Items from a dataset
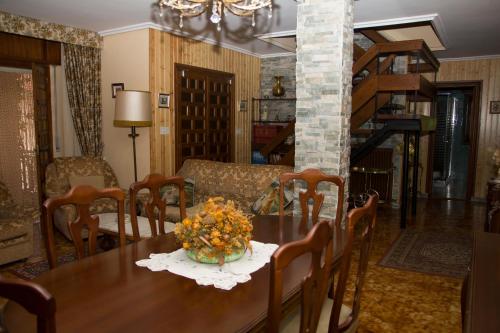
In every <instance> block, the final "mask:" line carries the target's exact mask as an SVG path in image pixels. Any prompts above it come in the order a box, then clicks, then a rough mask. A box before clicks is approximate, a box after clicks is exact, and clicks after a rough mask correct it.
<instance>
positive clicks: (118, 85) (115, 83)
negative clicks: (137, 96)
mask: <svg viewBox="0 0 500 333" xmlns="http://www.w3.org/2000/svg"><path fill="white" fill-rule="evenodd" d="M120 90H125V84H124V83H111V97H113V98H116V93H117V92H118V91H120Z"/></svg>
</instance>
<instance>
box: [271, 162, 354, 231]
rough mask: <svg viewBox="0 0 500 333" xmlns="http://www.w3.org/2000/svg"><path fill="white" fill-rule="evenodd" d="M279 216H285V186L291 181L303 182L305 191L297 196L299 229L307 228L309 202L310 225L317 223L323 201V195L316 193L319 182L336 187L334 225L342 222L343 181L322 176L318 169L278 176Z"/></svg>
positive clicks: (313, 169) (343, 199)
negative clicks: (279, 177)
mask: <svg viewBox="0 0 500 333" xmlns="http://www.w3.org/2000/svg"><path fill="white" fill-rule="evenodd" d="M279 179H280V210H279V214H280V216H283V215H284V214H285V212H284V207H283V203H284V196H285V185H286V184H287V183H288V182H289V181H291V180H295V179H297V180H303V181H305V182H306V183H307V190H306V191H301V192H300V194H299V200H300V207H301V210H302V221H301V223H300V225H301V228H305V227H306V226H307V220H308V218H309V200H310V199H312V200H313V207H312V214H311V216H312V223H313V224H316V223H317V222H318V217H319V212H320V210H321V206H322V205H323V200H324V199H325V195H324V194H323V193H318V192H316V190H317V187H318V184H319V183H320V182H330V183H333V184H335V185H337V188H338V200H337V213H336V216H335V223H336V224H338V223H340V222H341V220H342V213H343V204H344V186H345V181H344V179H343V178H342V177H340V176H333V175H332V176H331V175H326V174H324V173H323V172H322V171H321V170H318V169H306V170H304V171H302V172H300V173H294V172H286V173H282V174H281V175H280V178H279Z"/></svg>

> _Exercise instructions_: Copy out all of the items above verbatim, leaving out the pictures.

> _Output_:
In every <instance> block, the final "mask:" line carries the target's exact mask as an SVG path in image pixels. Any prompts above it come in the order a box, then clicks, then a rough mask. A box before clicks is approximate, a box after clicks is exact, and clicks after a rough mask correct it.
<instance>
positive clicks: (118, 85) (115, 83)
negative clicks: (137, 96)
mask: <svg viewBox="0 0 500 333" xmlns="http://www.w3.org/2000/svg"><path fill="white" fill-rule="evenodd" d="M120 90H125V84H124V83H111V97H113V98H116V93H117V92H118V91H120Z"/></svg>
</instance>
<instance>
box: [271, 162, 354, 231]
rough mask: <svg viewBox="0 0 500 333" xmlns="http://www.w3.org/2000/svg"><path fill="white" fill-rule="evenodd" d="M279 216H285V186L291 181L303 182L305 191L297 196L299 229L307 228L309 202L310 225L317 223L323 201V195L316 193L319 182L336 187L334 225L342 222L343 181L322 176L318 169L278 176Z"/></svg>
positive clicks: (313, 169) (343, 199)
negative clicks: (279, 177)
mask: <svg viewBox="0 0 500 333" xmlns="http://www.w3.org/2000/svg"><path fill="white" fill-rule="evenodd" d="M279 179H280V210H279V214H280V216H283V215H284V214H285V212H284V207H283V203H284V196H285V185H286V184H287V183H288V182H289V181H291V180H295V179H297V180H303V181H305V182H306V183H307V190H306V191H301V192H300V194H299V200H300V207H301V210H302V221H301V223H300V225H301V228H305V227H306V226H307V220H308V218H309V200H310V199H312V200H313V207H312V214H311V216H312V223H313V224H316V223H317V222H318V217H319V212H320V210H321V206H322V205H323V200H324V199H325V195H324V194H323V193H318V192H316V190H317V187H318V184H319V183H320V182H330V183H333V184H335V185H337V188H338V200H337V213H336V216H335V223H336V224H338V223H340V222H341V220H342V213H343V204H344V186H345V181H344V179H343V178H342V177H340V176H333V175H332V176H331V175H326V174H324V173H323V172H322V171H321V170H318V169H306V170H304V171H302V172H300V173H294V172H286V173H282V174H281V175H280V178H279Z"/></svg>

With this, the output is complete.